Home News Hackers Target Microsoft Office Users in a New Zero-Day Attack

Hackers Target Microsoft Office Users in a New Zero-Day Attack

Microsoft warned that unknown hackers exploiting the vulnerability tracked as CVE-2021-40444 to compromise vulnerable Windows systems by using weaponized Microsoft Office documents

CISA vulnerabilities, Zero-Day Attack, zero-day vulnerabilities, Apple

Researchers uncovered active exploitation of a zero-day remote code execution vulnerability in the main HTML component of the now-discontinued Internet Explorer browser. Microsoft warned that unknown hackers are exploiting the vulnerability tracked as CVE-2021-40444 to compromise vulnerable Windows systems by using weaponized Microsoft Office documents.

“An attacker could craft a malicious ActiveX control to be used by a Microsoft Office document that hosts the browser rendering engine. The attacker would then have to convince the user to open the malicious document. Users whose accounts are configured to have fewer user rights on the system could be less impacted than users who operate with administrative user rights,” Microsoft said in a security advisory.

ActiveX is a software framework from Microsoft that adapts its earlier Component Object Model and Object Linking and Embedding technologies for content downloaded from a network.

Zero-Day Flaw Discovery

The critical vulnerability CVE-2021-40444 was first discovered by exploit detection service provider EXPMON. The company stated that they found the issue after detecting a “highly sophisticated zero-day attack” targeting Microsoft Office users.

#### Recorded information:
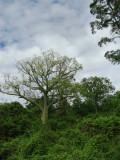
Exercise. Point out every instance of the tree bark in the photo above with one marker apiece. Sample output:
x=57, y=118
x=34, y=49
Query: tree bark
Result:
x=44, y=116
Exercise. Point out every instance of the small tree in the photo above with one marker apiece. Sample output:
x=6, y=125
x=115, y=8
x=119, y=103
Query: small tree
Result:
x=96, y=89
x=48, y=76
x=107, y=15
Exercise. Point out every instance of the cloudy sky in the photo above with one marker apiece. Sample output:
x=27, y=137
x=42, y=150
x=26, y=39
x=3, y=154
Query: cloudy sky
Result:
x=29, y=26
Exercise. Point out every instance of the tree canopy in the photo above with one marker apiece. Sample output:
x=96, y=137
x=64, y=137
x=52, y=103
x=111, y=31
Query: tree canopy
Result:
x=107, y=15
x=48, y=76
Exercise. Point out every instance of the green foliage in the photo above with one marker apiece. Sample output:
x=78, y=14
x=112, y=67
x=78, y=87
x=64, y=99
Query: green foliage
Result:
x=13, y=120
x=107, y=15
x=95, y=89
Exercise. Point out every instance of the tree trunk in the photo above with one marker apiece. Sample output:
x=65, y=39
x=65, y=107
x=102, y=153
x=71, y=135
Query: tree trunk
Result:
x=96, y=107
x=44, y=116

--

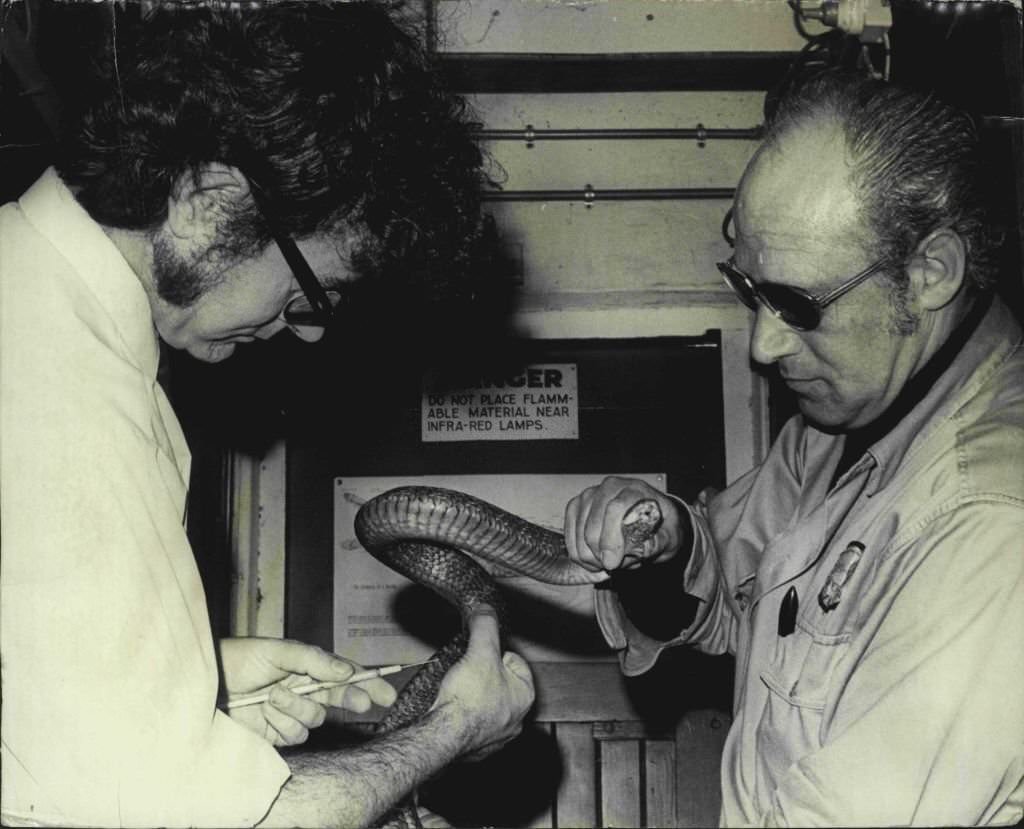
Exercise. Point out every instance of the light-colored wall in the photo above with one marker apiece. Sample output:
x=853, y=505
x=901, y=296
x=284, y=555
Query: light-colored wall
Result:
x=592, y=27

#### Activities:
A: In the article on the zero-day attack, condense the paragraph that begins "An attacker could craft a malicious ActiveX control" into a short bulleted list that keeps its main facts.
B: Give again the part of the article on the zero-day attack that opens with the words containing "The critical vulnerability" and closes with "Microsoft Office users.", substituting "severe" for "critical".

#### Outputs in order:
A:
- An attacker could build a malicious ActiveX control for use by a Microsoft Office document that hosts the browser rendering engine.
- The attacker would then need to persuade the user to open the malicious document.
- Users whose accounts have fewer rights on the system could be less affected than users with administrative rights.
- Microsoft gave this description in a security advisory.

B:
The severe vulnerability CVE-2021-40444 was first discovered by exploit detection service provider EXPMON. The company stated that they found the issue after detecting a “highly sophisticated zero-day attack” targeting Microsoft Office users.